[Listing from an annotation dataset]
· · · ·

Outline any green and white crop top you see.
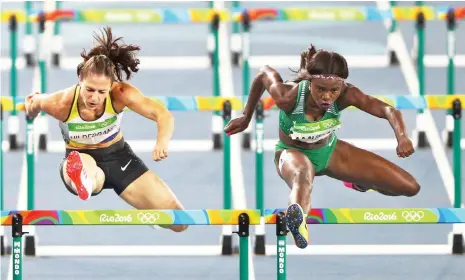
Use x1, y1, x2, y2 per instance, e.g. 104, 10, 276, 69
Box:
60, 86, 123, 148
279, 80, 341, 143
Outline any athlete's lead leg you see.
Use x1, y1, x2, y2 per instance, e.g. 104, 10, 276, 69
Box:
120, 171, 187, 232
325, 140, 420, 197
275, 150, 315, 248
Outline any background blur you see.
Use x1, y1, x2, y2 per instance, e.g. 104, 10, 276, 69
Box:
1, 1, 465, 280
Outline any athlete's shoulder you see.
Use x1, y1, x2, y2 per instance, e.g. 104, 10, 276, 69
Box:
110, 82, 139, 98
336, 83, 365, 110
110, 82, 142, 112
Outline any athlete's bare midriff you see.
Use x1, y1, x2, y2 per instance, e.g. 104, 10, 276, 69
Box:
279, 129, 332, 150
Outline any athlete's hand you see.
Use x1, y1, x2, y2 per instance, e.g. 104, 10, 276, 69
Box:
24, 92, 40, 118
224, 115, 250, 136
152, 141, 168, 161
397, 137, 415, 158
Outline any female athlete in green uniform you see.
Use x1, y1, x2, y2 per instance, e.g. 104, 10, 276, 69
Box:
25, 28, 187, 232
225, 46, 420, 248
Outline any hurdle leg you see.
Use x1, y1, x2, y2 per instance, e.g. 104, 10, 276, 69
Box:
452, 99, 465, 254
24, 116, 37, 256
231, 1, 242, 67
51, 1, 63, 67
276, 213, 288, 280
11, 214, 27, 280
414, 12, 429, 148
254, 100, 266, 255
442, 8, 454, 148
0, 104, 6, 256
211, 14, 223, 150
234, 213, 250, 280
387, 1, 399, 66
241, 10, 252, 150
23, 1, 36, 67
221, 100, 233, 255
8, 15, 19, 150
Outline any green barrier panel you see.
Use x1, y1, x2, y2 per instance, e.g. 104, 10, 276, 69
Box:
26, 116, 35, 210
452, 99, 462, 208
276, 213, 288, 280
9, 15, 18, 116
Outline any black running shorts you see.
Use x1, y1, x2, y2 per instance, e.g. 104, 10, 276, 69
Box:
59, 138, 149, 196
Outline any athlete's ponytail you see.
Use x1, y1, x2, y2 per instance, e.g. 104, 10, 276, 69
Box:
291, 45, 349, 83
77, 27, 140, 81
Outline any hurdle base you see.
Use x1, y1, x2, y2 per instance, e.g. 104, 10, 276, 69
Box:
221, 235, 233, 255
444, 131, 452, 148
231, 52, 241, 67
8, 134, 21, 151
389, 51, 399, 66
242, 132, 252, 150
24, 53, 35, 67
39, 134, 47, 151
418, 131, 430, 148
52, 53, 60, 68
24, 235, 36, 256
213, 133, 223, 150
254, 235, 266, 255
35, 245, 222, 257
0, 235, 6, 256
452, 234, 465, 255
266, 244, 451, 256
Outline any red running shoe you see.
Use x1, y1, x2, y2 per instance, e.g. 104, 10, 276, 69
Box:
342, 182, 374, 192
66, 151, 92, 200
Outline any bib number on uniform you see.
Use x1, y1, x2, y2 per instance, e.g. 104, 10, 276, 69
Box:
289, 119, 341, 143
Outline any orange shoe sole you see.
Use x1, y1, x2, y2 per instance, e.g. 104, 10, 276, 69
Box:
66, 151, 89, 200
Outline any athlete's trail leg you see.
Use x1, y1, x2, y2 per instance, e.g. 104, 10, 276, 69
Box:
275, 150, 315, 248
325, 140, 420, 197
62, 151, 105, 200
120, 171, 187, 232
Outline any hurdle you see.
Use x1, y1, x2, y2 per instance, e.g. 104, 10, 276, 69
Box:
0, 8, 228, 151
235, 2, 465, 148
1, 208, 465, 280
254, 95, 465, 255
1, 209, 260, 280
0, 96, 252, 256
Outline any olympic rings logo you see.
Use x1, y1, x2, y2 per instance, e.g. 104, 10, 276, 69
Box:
402, 211, 425, 222
137, 213, 160, 224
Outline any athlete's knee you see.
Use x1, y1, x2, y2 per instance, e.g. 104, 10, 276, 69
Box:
294, 167, 313, 187
403, 175, 420, 197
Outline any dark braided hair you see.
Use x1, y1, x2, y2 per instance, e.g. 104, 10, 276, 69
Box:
77, 27, 140, 82
291, 45, 349, 83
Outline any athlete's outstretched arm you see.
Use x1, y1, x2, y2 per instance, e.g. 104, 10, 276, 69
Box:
24, 87, 74, 120
244, 65, 297, 118
118, 83, 174, 161
224, 65, 297, 135
337, 85, 414, 157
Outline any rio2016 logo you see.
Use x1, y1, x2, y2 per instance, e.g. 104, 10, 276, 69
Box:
402, 210, 425, 222
363, 212, 397, 221
137, 212, 160, 224
100, 213, 132, 223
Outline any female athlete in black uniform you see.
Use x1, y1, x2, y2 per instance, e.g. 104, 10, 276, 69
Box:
224, 46, 420, 248
25, 28, 187, 232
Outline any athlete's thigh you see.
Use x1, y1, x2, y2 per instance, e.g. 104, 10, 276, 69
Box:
325, 140, 419, 195
120, 170, 183, 209
275, 149, 315, 187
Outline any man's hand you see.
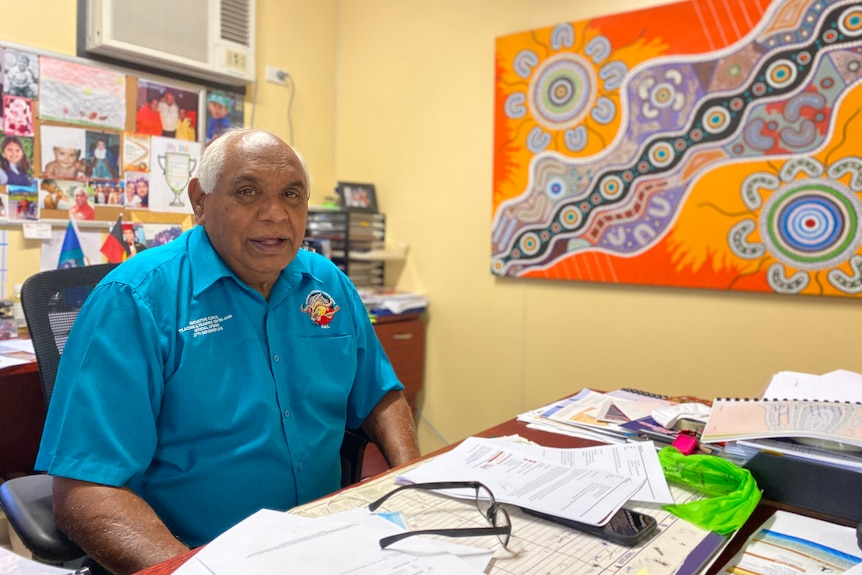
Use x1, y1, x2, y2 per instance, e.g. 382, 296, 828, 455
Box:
362, 391, 419, 467
53, 477, 188, 575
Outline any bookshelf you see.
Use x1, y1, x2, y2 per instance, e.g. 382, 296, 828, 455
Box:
304, 207, 392, 288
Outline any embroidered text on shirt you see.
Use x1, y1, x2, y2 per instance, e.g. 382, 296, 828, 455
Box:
177, 313, 233, 337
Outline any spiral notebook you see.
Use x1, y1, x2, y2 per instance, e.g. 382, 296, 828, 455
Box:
701, 398, 862, 450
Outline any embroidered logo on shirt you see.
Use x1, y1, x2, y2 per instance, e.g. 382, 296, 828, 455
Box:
300, 290, 341, 328
177, 313, 233, 337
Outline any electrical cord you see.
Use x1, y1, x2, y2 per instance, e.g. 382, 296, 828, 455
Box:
284, 72, 296, 147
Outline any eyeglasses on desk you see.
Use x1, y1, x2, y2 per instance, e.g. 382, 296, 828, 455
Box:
368, 481, 512, 549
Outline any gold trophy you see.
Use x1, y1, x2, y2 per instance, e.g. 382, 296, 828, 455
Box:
157, 152, 197, 208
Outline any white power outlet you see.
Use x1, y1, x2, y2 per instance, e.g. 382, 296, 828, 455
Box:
266, 66, 287, 86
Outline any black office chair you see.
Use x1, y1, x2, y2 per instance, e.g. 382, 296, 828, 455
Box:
0, 264, 376, 565
0, 264, 116, 565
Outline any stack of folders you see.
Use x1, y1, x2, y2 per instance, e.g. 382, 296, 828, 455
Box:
518, 388, 704, 447
702, 370, 862, 471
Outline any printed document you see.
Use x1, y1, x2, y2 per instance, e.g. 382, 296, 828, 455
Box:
488, 438, 673, 504
176, 509, 491, 575
397, 437, 645, 525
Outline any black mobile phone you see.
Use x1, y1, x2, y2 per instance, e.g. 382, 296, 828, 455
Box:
521, 507, 658, 546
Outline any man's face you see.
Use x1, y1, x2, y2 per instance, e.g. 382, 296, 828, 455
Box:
189, 132, 308, 295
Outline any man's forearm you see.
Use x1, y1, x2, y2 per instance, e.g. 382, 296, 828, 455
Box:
362, 391, 419, 467
53, 477, 188, 575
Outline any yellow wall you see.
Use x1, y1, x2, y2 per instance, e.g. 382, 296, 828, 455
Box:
6, 0, 862, 451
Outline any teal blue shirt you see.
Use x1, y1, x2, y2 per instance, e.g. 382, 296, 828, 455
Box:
36, 227, 402, 547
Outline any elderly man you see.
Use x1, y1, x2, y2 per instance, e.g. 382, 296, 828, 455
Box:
37, 130, 419, 573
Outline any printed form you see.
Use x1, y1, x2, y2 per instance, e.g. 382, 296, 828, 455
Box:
294, 454, 727, 575
398, 437, 670, 525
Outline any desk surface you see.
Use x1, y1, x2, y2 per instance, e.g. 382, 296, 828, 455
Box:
0, 361, 45, 479
132, 420, 846, 575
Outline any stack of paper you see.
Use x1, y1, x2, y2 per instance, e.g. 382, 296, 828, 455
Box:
175, 509, 492, 575
721, 511, 862, 575
359, 288, 428, 315
397, 437, 673, 525
518, 389, 671, 443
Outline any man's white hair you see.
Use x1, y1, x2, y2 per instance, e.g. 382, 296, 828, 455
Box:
198, 128, 311, 194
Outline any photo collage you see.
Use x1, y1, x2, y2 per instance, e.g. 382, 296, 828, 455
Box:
0, 47, 244, 250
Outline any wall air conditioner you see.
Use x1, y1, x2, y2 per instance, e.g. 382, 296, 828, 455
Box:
85, 0, 255, 86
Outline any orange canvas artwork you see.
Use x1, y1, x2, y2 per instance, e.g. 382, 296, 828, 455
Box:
491, 0, 862, 297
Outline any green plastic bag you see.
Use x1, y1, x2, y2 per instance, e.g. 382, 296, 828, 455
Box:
658, 446, 760, 535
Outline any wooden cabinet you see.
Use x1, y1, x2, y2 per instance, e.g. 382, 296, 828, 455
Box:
374, 315, 425, 415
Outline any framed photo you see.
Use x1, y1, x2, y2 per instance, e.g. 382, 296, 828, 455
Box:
335, 182, 377, 213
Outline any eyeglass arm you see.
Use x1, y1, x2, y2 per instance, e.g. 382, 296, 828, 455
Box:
380, 525, 511, 549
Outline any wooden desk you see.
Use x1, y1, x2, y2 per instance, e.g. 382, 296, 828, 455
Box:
0, 361, 45, 479
136, 419, 848, 575
136, 419, 598, 575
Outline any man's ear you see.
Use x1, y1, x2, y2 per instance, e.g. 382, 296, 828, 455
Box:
189, 178, 207, 226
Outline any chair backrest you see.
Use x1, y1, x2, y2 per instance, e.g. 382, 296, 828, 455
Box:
21, 264, 117, 408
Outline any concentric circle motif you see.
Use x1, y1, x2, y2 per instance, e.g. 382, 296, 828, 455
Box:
560, 206, 581, 230
545, 179, 566, 199
838, 6, 862, 38
647, 142, 676, 168
649, 82, 676, 109
527, 53, 596, 130
766, 60, 796, 89
518, 232, 542, 256
599, 176, 625, 200
703, 106, 730, 134
760, 179, 862, 270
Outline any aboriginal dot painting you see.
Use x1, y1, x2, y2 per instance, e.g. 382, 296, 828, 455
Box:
491, 0, 862, 296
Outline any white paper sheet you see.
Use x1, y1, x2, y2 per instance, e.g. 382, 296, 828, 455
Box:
176, 509, 491, 575
398, 437, 644, 525
490, 438, 674, 504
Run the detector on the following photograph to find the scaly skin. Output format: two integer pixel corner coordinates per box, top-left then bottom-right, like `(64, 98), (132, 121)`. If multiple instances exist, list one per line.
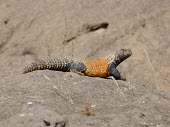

· · · ·

• [What you should do]:
Copy the listing word for word, starting at the line containing "Outline any dark braided hair you see." and ending after the line containing "100, 213, 132, 223".

• [In response]:
Outline any dark braided hair you see.
Use x1, y1, x2, y2 per instance, e.g. 104, 10, 276, 69
Box:
77, 27, 140, 82
291, 45, 349, 83
Outline any athlete's outstretched arm you see.
Use x1, y1, x2, y2 per instance, e.g. 104, 10, 276, 69
Box:
24, 87, 74, 120
244, 65, 297, 118
118, 83, 174, 161
224, 65, 297, 135
337, 85, 414, 157
Outline any rio2016 logo you see.
Use x1, y1, x2, y2 per instance, e.g. 104, 10, 276, 69
Box:
402, 210, 425, 222
363, 212, 397, 221
137, 212, 160, 224
100, 213, 132, 223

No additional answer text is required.